EXTRACT PROVIDED:
Friday 19 June 2015

 

Interview with author Fredrik Backman



I usually tend to stick to the same authors when it comes to book releases I want to get as soon as they're out int he shops, but I recently discovered a new writer who with his unique novels has catapulted himself into my list of favourites: Fredrik Backman. It started when I read A Man Called Ove and my love for his quirky and amazingly layered characters grew even more exponentially when I finished his new book, My Grandmother Sends Her Regards & Apologises a few weeks ago (review to follow).

So when I was contacted by his publicist with the opportunity to feature an interview with the author himself on my blog, I didn't have to think twice. My questions may be a bit a mundane and fangirly, but his answers are anything but; filled with his distinct flair for humour. Enjoy!

Hi Fredrik, thanks so much for stopping by my blog today! I absolutely adored A Man Called Ove, which was a perfect balance of humour, quirkiness and a heartwarming message. Did you deliberately put all these elements into the story to create your unique main character and his journey, or was this influenced heavily by your own humour and writing style?

It's a very long and complicated question...so...well...I didn't really plan ahead. I just tried to tell a story that I felt something about, and then I made my best to tell it as honest and entertaining as possible. And then I gave it to my wife, and she laughed maybe three times during the entire script, and I asked where she was in the story at the time and she told me and I went back and tried to write more stuff like that. That's where the dedication on the first page of the book comes from. "For Neda. It's always to make you laugh. Always."

Ove initially came across as a stereotypical grumpy old man yet as the story progressed and we, the readers, got to know him better it became evident that there was a far more complex and surprising character hiding underneath the stern exterior. Was this something that surprised you as well? Were there things that happened either in Ove's life or to one of the other characters that you didn't expect either when you started writing the novel?

(Records from a data collection)
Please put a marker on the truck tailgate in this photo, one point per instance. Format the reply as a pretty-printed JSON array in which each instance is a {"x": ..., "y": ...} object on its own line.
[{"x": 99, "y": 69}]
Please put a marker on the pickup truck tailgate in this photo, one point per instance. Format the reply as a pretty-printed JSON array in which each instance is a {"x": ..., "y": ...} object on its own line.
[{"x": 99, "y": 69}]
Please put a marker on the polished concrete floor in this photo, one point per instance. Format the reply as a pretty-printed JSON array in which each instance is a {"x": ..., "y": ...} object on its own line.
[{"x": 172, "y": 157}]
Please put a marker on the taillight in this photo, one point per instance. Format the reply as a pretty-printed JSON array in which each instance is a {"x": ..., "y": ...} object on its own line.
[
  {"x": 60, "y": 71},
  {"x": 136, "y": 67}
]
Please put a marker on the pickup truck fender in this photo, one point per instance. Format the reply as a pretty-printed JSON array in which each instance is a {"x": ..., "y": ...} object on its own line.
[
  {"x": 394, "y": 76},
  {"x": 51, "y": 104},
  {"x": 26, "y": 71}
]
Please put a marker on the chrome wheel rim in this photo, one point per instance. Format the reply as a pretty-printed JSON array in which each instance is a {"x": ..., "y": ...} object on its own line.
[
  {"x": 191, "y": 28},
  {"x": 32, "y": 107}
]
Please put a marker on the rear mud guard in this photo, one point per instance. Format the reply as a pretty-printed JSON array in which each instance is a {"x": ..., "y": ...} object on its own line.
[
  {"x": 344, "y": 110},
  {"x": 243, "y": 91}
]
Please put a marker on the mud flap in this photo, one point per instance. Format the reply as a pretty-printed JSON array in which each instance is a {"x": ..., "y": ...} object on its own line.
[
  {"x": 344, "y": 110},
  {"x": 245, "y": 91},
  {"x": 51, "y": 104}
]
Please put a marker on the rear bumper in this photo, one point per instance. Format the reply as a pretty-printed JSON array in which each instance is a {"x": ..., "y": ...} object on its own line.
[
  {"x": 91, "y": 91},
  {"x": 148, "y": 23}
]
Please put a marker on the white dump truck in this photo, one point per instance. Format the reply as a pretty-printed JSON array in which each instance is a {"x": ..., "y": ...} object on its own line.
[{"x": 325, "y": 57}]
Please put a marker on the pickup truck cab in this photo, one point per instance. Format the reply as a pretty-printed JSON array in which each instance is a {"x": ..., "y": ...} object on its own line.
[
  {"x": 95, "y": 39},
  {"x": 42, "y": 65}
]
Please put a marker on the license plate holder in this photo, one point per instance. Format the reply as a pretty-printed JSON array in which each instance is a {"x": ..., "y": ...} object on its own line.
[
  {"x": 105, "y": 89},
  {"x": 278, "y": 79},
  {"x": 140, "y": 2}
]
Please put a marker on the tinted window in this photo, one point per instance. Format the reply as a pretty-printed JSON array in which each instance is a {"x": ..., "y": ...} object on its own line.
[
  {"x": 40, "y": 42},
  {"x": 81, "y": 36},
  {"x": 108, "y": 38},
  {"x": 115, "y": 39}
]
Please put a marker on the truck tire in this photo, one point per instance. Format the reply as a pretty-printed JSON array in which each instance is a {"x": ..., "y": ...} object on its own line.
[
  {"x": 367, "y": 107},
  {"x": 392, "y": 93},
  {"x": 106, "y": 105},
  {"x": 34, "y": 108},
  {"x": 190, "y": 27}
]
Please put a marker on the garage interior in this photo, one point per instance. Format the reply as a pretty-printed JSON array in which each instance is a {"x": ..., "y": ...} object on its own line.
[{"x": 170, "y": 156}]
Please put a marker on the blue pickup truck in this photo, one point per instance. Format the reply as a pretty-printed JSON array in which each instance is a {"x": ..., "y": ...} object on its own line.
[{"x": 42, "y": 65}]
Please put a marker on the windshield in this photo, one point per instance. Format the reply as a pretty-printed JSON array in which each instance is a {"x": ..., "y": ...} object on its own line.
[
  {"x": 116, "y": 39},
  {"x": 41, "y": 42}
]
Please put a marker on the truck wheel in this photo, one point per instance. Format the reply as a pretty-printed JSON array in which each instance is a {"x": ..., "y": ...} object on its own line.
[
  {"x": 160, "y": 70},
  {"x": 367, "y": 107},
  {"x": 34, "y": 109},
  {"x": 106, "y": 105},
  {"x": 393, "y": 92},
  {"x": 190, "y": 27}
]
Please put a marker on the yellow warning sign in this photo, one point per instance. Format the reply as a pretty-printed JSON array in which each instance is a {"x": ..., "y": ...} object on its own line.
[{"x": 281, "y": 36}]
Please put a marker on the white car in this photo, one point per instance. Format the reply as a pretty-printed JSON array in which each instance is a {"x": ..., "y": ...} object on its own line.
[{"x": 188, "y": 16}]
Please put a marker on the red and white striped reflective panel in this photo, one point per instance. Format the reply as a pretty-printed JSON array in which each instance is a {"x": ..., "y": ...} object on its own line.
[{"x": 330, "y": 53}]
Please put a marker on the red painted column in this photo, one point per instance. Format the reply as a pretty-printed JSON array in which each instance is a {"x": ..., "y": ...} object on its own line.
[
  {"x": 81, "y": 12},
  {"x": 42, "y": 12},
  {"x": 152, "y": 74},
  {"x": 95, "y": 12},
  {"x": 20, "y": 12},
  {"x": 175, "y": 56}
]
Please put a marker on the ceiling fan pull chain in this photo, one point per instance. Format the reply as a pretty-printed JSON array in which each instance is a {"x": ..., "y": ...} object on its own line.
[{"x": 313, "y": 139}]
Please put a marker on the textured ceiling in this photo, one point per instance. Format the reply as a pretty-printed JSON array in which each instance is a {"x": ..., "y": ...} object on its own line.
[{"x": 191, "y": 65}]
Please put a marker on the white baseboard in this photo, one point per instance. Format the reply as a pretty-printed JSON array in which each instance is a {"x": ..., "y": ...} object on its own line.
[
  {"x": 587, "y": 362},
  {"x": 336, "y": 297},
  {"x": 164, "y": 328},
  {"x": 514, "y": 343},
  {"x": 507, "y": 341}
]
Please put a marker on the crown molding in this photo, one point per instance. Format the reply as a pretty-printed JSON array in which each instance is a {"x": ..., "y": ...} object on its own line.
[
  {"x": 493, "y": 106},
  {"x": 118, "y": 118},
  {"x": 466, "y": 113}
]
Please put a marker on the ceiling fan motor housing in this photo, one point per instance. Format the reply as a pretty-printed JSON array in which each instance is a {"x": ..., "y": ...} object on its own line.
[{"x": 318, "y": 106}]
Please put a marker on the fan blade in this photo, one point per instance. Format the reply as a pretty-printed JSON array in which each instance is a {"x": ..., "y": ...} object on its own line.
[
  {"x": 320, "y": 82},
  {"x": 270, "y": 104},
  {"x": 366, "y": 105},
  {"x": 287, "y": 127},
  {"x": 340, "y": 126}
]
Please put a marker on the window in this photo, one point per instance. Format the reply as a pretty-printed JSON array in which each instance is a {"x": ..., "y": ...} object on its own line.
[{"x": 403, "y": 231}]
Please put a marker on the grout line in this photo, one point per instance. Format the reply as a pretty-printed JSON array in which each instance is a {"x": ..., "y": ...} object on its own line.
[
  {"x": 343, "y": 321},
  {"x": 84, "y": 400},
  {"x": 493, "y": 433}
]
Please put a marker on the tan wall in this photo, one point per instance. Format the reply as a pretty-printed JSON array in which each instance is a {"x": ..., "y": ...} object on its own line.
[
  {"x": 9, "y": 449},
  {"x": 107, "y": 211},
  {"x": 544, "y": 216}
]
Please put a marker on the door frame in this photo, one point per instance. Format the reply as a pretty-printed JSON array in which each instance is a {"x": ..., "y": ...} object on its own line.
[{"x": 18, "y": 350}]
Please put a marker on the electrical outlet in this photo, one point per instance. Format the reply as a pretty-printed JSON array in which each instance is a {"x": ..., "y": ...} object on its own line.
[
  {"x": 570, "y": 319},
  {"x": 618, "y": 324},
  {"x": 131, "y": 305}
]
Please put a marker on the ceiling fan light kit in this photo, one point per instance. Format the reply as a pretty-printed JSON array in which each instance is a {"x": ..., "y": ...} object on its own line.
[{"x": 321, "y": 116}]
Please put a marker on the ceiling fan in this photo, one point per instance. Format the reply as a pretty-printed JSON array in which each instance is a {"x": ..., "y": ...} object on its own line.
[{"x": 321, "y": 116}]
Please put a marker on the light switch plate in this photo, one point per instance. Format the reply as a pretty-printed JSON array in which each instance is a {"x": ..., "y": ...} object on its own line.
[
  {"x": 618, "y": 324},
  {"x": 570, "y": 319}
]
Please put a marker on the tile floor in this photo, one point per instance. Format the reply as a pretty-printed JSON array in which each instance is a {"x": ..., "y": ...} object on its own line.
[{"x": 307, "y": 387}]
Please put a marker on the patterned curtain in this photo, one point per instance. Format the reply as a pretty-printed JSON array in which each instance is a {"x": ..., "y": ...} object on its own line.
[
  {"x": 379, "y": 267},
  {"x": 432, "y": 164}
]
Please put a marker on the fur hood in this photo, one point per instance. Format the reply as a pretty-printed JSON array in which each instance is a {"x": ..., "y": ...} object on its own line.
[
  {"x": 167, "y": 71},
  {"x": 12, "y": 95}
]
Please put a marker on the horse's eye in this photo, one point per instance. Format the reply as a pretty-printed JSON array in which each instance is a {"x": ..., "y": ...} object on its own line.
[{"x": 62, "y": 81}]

INSTRUCTION: Which personal names, whether of real people or of characters, appear in the interview with Fredrik Backman? None of the items is needed here.

THE OUTPUT: Fredrik Backman, Ove, Neda